# Skins for mods



## Faiyaz Cheulkar (25/5/18)

Instagram is flooded with images of regular mods with some pretty cool skins on them. Recently saw @Sickboy77 drag with cool skins. Honestly if I had those skins I would have never let go of my drag. And then this beautiful skin for a aspire breeze. Any ideas how I can get one or may be make one for cheap ??


----------



## Humbolt (25/5/18)

Someone asked a similar question in the week, but they had a really limited selection. I've used jwraps before and wasn't disappointed.

Reactions: Like 1


----------



## Faiyaz Cheulkar (25/5/18)

Humbolt said:


> Someone asked a similar question in the week, but they had a really limited selection. I've used jwraps before and wasn't disappointed.


How much time did it take to reach ??


----------



## Humbolt (25/5/18)

Faiyaz Cheulkar said:


> How much time did it take to reach ??


not too long, about 2 - 3 weeks


----------



## Nailedit77 (26/5/18)

Faiyaz Cheulkar said:


> Instagram is flooded with images of regular mods with some pretty cool skins on them. Recently saw @Sickboy77 drag with cool skins. Honestly if I had those skins I would have never let go of my drag. And then this beautiful skin for a aspire breeze. Any ideas how I can get one or may be make one for cheap ??
> View attachment 133091


www.vaping-mad.com make the best local skins, give them a try

Reactions: Like 2


----------



## Faiyaz Cheulkar (26/5/18)

is there a way we can get this locally ??? I mean can we make them if we have the right measurements ???


----------



## Silver (26/5/18)

Faiyaz Cheulkar said:


> is there a way we can get this locally ??? I mean can we make them if we have the right measurements ???



Hi @Faiyaz Cheulkar , Vaping Mad is local, they are based in Midrand, Gauteng


----------

◆ **List of tasks**:
a) In the thread about skins for mods, how long does Humbolt say it took to receive a jwraps order?
b) Which usernames posted in the skins thread? List each distinct name once.
c) Can you sum up the skins thread in two sentences?

◆ **Given records**:
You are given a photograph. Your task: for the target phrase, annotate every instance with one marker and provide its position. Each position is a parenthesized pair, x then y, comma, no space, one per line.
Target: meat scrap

...

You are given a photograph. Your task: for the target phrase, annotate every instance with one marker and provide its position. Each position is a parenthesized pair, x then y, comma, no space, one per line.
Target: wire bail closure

...

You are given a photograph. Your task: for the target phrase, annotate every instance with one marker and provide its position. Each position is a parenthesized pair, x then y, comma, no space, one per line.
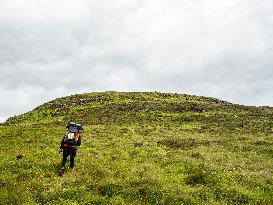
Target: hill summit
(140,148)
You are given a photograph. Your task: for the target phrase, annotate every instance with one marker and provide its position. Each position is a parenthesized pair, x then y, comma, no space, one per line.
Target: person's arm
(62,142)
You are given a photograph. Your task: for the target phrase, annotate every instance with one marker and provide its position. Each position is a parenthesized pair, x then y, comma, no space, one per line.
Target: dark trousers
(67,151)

◆ **Worked answers**:
a) Not too long, about 2 to 3 weeks.

b) Faiyaz Cheulkar, Humbolt, Nailedit77, Silver

c) After seeing skinned mods on Instagram, Faiyaz Cheulkar asks how to get a skin or make one cheaply, and later asks whether one can be obtained locally or made with the right measurements. Humbolt recommends jwraps, which took about 2 to 3 weeks to arrive, and Nailedit77 suggests www.vaping-mad.com, which Silver notes is local and based in Midrand, Gauteng.